_Task to complete:_ Please repeat each entry. Match every word exactly.

_Data:_
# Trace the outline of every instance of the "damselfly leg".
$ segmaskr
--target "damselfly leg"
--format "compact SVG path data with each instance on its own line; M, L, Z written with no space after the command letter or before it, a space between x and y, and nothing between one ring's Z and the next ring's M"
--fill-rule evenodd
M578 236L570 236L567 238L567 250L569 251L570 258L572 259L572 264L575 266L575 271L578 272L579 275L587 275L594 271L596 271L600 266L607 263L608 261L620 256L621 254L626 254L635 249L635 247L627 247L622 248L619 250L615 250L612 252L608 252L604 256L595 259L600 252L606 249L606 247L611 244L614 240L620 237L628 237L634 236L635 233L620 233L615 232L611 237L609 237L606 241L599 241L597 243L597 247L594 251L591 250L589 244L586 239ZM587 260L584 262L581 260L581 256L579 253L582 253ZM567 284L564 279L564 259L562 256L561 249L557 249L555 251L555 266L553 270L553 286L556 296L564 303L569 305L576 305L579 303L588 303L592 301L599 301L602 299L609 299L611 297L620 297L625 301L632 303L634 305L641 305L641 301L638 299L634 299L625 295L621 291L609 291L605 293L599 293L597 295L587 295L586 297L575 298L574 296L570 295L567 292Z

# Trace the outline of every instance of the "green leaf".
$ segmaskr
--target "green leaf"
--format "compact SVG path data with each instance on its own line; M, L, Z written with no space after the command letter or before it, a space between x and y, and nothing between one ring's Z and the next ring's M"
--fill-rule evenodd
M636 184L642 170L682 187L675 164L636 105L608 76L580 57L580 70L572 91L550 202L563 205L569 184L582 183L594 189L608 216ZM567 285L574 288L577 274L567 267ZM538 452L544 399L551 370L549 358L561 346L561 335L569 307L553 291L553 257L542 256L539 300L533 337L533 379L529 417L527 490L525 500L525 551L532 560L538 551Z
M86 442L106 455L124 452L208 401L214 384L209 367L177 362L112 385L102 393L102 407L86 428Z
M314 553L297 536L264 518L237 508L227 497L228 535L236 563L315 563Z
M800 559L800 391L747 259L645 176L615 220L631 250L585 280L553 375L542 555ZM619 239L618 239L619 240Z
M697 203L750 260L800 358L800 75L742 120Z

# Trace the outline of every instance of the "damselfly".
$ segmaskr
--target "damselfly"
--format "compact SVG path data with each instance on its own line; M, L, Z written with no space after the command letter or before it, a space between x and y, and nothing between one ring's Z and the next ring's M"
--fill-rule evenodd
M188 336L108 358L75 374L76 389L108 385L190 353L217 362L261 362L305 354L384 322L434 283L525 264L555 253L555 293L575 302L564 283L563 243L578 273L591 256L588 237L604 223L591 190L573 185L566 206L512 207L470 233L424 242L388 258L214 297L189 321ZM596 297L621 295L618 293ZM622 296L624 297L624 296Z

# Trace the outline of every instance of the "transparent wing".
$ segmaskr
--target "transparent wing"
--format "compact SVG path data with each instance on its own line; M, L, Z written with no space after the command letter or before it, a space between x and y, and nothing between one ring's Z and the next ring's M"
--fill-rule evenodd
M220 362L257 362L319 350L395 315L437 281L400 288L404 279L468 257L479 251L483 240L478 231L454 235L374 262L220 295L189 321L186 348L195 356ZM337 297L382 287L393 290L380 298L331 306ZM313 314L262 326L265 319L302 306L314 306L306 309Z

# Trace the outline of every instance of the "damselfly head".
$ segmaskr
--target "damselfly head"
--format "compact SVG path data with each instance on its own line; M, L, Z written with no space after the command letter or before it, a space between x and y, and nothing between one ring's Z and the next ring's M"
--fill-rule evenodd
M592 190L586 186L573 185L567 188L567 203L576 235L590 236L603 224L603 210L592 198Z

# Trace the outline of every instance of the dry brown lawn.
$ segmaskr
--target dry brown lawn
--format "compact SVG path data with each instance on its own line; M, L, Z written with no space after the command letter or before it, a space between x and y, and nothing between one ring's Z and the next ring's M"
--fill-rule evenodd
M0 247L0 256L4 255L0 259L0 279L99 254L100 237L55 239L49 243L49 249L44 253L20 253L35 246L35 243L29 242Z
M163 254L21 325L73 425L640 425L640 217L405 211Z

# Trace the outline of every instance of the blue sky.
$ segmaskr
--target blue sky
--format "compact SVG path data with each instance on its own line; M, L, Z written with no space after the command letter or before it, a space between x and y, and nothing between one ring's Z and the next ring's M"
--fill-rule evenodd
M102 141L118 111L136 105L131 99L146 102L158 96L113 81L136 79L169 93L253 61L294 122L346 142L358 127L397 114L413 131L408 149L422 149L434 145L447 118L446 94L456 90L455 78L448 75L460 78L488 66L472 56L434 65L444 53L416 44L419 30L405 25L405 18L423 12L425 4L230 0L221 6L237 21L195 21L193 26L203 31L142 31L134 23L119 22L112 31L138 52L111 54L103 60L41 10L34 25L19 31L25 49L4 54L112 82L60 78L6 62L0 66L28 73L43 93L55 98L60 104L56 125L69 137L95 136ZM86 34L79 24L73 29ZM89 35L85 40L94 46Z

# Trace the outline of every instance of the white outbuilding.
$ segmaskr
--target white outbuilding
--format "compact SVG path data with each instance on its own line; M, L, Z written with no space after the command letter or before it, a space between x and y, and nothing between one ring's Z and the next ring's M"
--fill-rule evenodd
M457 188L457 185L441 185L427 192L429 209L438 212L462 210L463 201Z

_The completed task:_
# Trace the outline of every instance of the "damselfly leg".
$ segmaskr
--target "damselfly leg"
--format "compact SVG path data with each instance on its own line; M, L, Z written with no space after the command letter or before it, a space between x and y, and nothing between one ring's Z and the next ring's M"
--fill-rule evenodd
M578 236L570 236L567 238L567 250L569 251L570 258L572 259L572 264L575 266L575 271L578 272L579 275L587 275L594 271L596 271L600 266L607 263L608 261L620 256L621 254L626 254L635 249L635 247L627 247L622 248L619 250L615 250L612 252L608 252L604 256L595 259L600 252L606 249L606 247L611 244L614 240L620 237L628 237L634 236L635 233L620 233L615 232L611 237L609 237L606 241L599 241L597 243L597 247L594 251L591 250L589 244L586 239ZM587 260L584 262L581 260L581 256L579 253L582 253ZM567 284L564 279L564 259L562 256L561 249L557 249L555 251L555 266L553 270L553 286L556 296L564 303L569 305L576 305L579 303L588 303L592 301L599 301L602 299L609 299L611 297L620 297L625 301L632 303L634 305L641 305L641 301L638 299L634 299L625 295L621 291L609 291L605 293L599 293L597 295L587 295L586 297L575 298L574 296L570 295L567 292Z

# Trace the outline of every instance of the "green leaf".
$ segmaskr
--target "green leaf"
--format "compact SVG path data with each instance on its own line; M, L, Z written with no space after the command letter or before it, a space between x and y, and nothing between one ring's Z and the next ring's M"
--fill-rule evenodd
M636 184L642 170L682 187L675 164L636 105L608 76L580 57L580 70L572 91L550 202L563 205L569 184L582 183L594 189L608 216ZM567 285L574 288L577 274L567 267ZM538 452L544 399L551 370L549 358L561 346L561 335L569 307L553 291L553 257L542 256L539 300L533 337L533 379L529 417L527 490L525 500L525 551L532 560L538 551Z
M86 442L106 455L124 452L208 401L214 384L209 367L177 362L112 385L102 393L102 407L86 428Z
M314 553L297 536L264 518L237 508L227 497L228 535L236 563L315 563Z
M800 559L800 391L747 259L645 176L615 220L631 250L585 280L553 375L542 555ZM619 239L618 239L619 240Z
M697 203L750 260L800 358L800 75L742 120Z

# Trace the outline of every instance of the "damselfly".
$ segmaskr
--target "damselfly"
--format "compact SVG path data with each instance on its own line; M, L, Z written with no space after the command letter or before it, a space between x and y, and nothing between one ring's Z and the next ring's M"
--fill-rule evenodd
M188 336L108 358L75 374L76 389L108 385L190 353L217 362L261 362L305 354L384 322L434 283L525 264L555 253L555 293L575 302L564 283L563 243L578 273L591 256L588 237L604 223L591 190L573 185L566 206L512 207L470 233L424 242L388 258L214 297L189 321ZM596 297L621 295L618 293ZM622 296L624 297L624 296Z

# Trace the outline of every instance of the "transparent wing".
$ segmaskr
--target "transparent wing"
--format "compact SVG path data with each instance on its own line; M, L, Z written with no space after the command letter or before it, a space between x and y, and nothing between one ring's Z and the next ring's M"
--fill-rule evenodd
M220 362L257 362L319 350L395 315L437 281L400 288L404 279L468 257L479 251L483 240L478 231L454 235L374 262L220 295L189 321L186 348L195 356ZM337 297L382 287L393 290L380 298L331 306ZM313 314L262 326L265 319L302 306L314 306L306 309Z

# Trace the outline of every instance of the "damselfly head".
$ segmaskr
--target "damselfly head"
--format "compact SVG path data with each instance on its own line; M, L, Z written with no space after the command letter or before it, a space between x and y, and nothing between one ring's Z and the next ring's M"
--fill-rule evenodd
M592 190L586 186L573 185L567 188L567 203L576 235L590 236L603 224L603 210L592 198Z

# Trace the outline of every instance of the dry brown lawn.
$ segmaskr
--target dry brown lawn
--format "compact SVG path data with each instance on its own line; M, L, Z written with no space after the command letter or before it, a space between x and y, and nothing between one ring's Z and the next ring's M"
--fill-rule evenodd
M0 247L0 256L4 255L0 259L0 279L99 254L100 237L55 239L49 243L49 249L44 253L20 253L35 246L35 243L29 242Z
M163 254L21 325L73 425L640 425L640 217L405 211Z

# Trace the outline of every instance of the blue sky.
$ segmaskr
--target blue sky
--format "compact SVG path data with each instance on its own line; M, L, Z written with no space after the command letter or before it, a space between x and y, and nothing between one ring's Z and the next ring's M"
--fill-rule evenodd
M102 141L118 111L136 105L131 99L146 102L158 96L113 81L136 79L169 93L253 61L294 122L346 142L358 127L397 114L413 131L408 149L422 149L434 145L447 118L446 94L456 90L455 78L448 75L460 78L488 66L472 56L434 65L444 53L416 44L419 30L405 25L405 18L423 12L425 4L230 0L221 6L237 21L195 21L193 26L203 31L142 31L134 23L119 22L112 31L138 52L111 54L103 60L41 10L34 25L19 31L25 49L4 54L112 82L60 78L6 62L0 66L28 73L43 93L55 98L60 104L56 125L69 137L95 136ZM86 34L79 24L73 29ZM89 35L85 40L94 46Z

# Trace the outline of every instance of the white outbuilding.
$ segmaskr
--target white outbuilding
--format "compact SVG path data with each instance on its own line; M, L, Z written with no space after the command letter or before it, a space between x and y, and nothing between one ring's Z and the next ring's M"
--fill-rule evenodd
M457 188L457 185L441 185L427 192L429 209L438 212L462 210L463 201Z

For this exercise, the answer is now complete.